■ Given problem ■
Starting at the line that has "Can you find the office" and stopping after the line that has "Can you find the haze", render the lines below as a Markdown table with the columns "Row" and "Item line", giving each line its own numbered row and skipping blank lines.

=-=-=

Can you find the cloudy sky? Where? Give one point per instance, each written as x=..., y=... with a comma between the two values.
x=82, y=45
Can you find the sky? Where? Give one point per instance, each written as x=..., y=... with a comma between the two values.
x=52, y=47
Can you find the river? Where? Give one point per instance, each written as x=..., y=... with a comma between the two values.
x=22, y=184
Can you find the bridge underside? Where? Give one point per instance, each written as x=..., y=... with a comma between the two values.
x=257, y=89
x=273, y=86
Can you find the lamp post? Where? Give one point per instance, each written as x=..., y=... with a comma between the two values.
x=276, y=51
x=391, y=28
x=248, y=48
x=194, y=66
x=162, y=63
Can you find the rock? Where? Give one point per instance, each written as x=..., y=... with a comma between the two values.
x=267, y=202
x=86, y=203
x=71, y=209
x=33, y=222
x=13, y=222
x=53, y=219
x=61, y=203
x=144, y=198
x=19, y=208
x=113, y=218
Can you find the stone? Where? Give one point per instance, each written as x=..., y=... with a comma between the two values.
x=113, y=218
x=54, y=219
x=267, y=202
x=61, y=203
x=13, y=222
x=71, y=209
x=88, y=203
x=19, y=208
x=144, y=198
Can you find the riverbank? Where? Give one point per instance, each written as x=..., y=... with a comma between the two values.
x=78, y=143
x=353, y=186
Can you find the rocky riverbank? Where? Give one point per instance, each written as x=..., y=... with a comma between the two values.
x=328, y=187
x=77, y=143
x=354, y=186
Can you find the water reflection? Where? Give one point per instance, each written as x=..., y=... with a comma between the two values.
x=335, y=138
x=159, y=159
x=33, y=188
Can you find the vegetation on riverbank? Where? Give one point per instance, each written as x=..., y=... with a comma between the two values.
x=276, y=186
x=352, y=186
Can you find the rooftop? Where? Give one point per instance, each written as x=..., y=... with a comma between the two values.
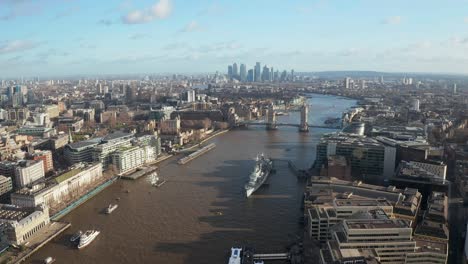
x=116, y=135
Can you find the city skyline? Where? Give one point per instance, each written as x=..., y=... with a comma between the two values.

=-=-=

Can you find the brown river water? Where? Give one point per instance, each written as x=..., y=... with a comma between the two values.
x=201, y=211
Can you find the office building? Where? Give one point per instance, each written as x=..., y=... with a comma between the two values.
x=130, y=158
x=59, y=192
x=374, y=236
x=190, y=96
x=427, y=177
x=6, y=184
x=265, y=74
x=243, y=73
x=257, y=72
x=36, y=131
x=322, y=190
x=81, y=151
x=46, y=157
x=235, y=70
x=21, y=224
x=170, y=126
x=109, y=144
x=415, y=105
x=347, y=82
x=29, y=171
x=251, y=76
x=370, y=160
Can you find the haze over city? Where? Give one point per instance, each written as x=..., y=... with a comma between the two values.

=-=-=

■ Task answer ■
| Row | Item line |
|---|---|
| 1 | Can you find the office building? Where? Give one point per instance, each written as x=..., y=... with a comma between the two values. |
| 2 | x=130, y=158 |
| 3 | x=59, y=192 |
| 4 | x=374, y=236 |
| 5 | x=190, y=96 |
| 6 | x=427, y=177 |
| 7 | x=6, y=184 |
| 8 | x=265, y=74 |
| 9 | x=243, y=73 |
| 10 | x=257, y=72 |
| 11 | x=36, y=131 |
| 12 | x=322, y=190 |
| 13 | x=81, y=151 |
| 14 | x=46, y=157 |
| 15 | x=235, y=70 |
| 16 | x=21, y=224 |
| 17 | x=170, y=126 |
| 18 | x=109, y=144 |
| 19 | x=415, y=105 |
| 20 | x=347, y=82 |
| 21 | x=29, y=171 |
| 22 | x=251, y=76 |
| 23 | x=370, y=160 |
| 24 | Can you find the haze over city? Where? Give one point per instance, each written as x=..., y=... with a comma between the two values. |